======== 読解テキスト

まず最初に検討したいのは、総人・人環有志が「国際高等教育院」に反対するために出した初期のメッセージである。それぞれ具体的な記述を見てみよう。

京都大学の教養教育(専門基礎・外国語教育を含む)は、人間・環境学研究科と理学研究科が多くの授業科目を提供することによって行われてきました。優れた教養教育の基盤として必須な幅広い分野の教員が、第一線の研究と大学院・学部教育を担いつつ、教養科目を担当しています。高度な研究能力をもつ多くの教員が一丸となって、研究・教育を一体化させて推進することで、京都大学にふさわしい創意と多様性に溢れた教養教育を実現しているのです。

参考資料1から参考資料4の検討の中でも具体的に見てきたように、これらの参考資料では、教養科目と専門基礎科目とのすみわけの問題が議論されていた。教養科目は専門予備教育ではないことが強調されていた。しかし、このメッセージの冒頭から、教養教育の中に「専門基礎」教育が含まれるかのように記述している。このような記述は、反対側が参考資料1から参考資料4で提示された問題意識や改善策について十分検討していないことの証左であるように見える。


また、教養科目の内容が、研究の具体的な内容と強く結びつきその内容的難易度が少し高く設定されすぎているのではないかとの指摘もなされていた。より基礎的な内容の科目を設けて、教養教育に関しては、「本学の目指す卓越した知の継承に必要な基礎的(ファンダメンタル)な内容の授業展開に配慮」することや、理系のための文系科目や文系のための理系科目などの配慮も求めていた。専門教育と教養教育とをいったん切り離して、


「文系、理系を問わずそれぞれの立場から、哲学、倫理学等をはじめとする人文・社会諸科学の基礎的概念、数学、物理学、生物学等の自然科学の基礎的知識と方法論、さらには、学問研究の各時代における消長とそれを支えた時代固有の価値観の変遷をたどる思想史、科学史等を修得すること」

================
======== 抽出した情報

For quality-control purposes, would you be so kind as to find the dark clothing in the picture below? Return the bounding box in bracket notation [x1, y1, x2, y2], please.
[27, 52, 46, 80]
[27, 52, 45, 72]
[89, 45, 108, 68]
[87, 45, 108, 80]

================

◆ 解くべき課題:
**A.** 教養教育についての本文から、「まず最初に検討したいのは、総」と「との証左であるように見える。」の間を、両端の語句も含めて一字一句そのまま書き写すこと。
**B.** 教養教育についての本文の最後にあるかぎ括弧の引用文で、「等」を添えて例示されている個別の学問分野名をすべて挙げよ。

◆ 課題ごとの解答:
**A.**
まず最初に検討したいのは、総人・人環有志が「国際高等教育院」に反対するために出した初期のメッセージである。それぞれ具体的な記述を見てみよう。

京都大学の教養教育(専門基礎・外国語教育を含む)は、人間・環境学研究科と理学研究科が多くの授業科目を提供することによって行われてきました。優れた教養教育の基盤として必須な幅広い分野の教員が、第一線の研究と大学院・学部教育を担いつつ、教養科目を担当しています。高度な研究能力をもつ多くの教員が一丸となって、研究・教育を一体化させて推進することで、京都大学にふさわしい創意と多様性に溢れた教養教育を実現しているのです。

参考資料1から参考資料4の検討の中でも具体的に見てきたように、これらの参考資料では、教養科目と専門基礎科目とのすみわけの問題が議論されていた。教養科目は専門予備教育ではないことが強調されていた。しかし、このメッセージの冒頭から、教養教育の中に「専門基礎」教育が含まれるかのように記述している。このような記述は、反対側が参考資料1から参考資料4で提示された問題意識や改善策について十分検討していないことの証左であるように見える。

**B.** 哲学、倫理学、数学、物理学、生物学、思想史、科学史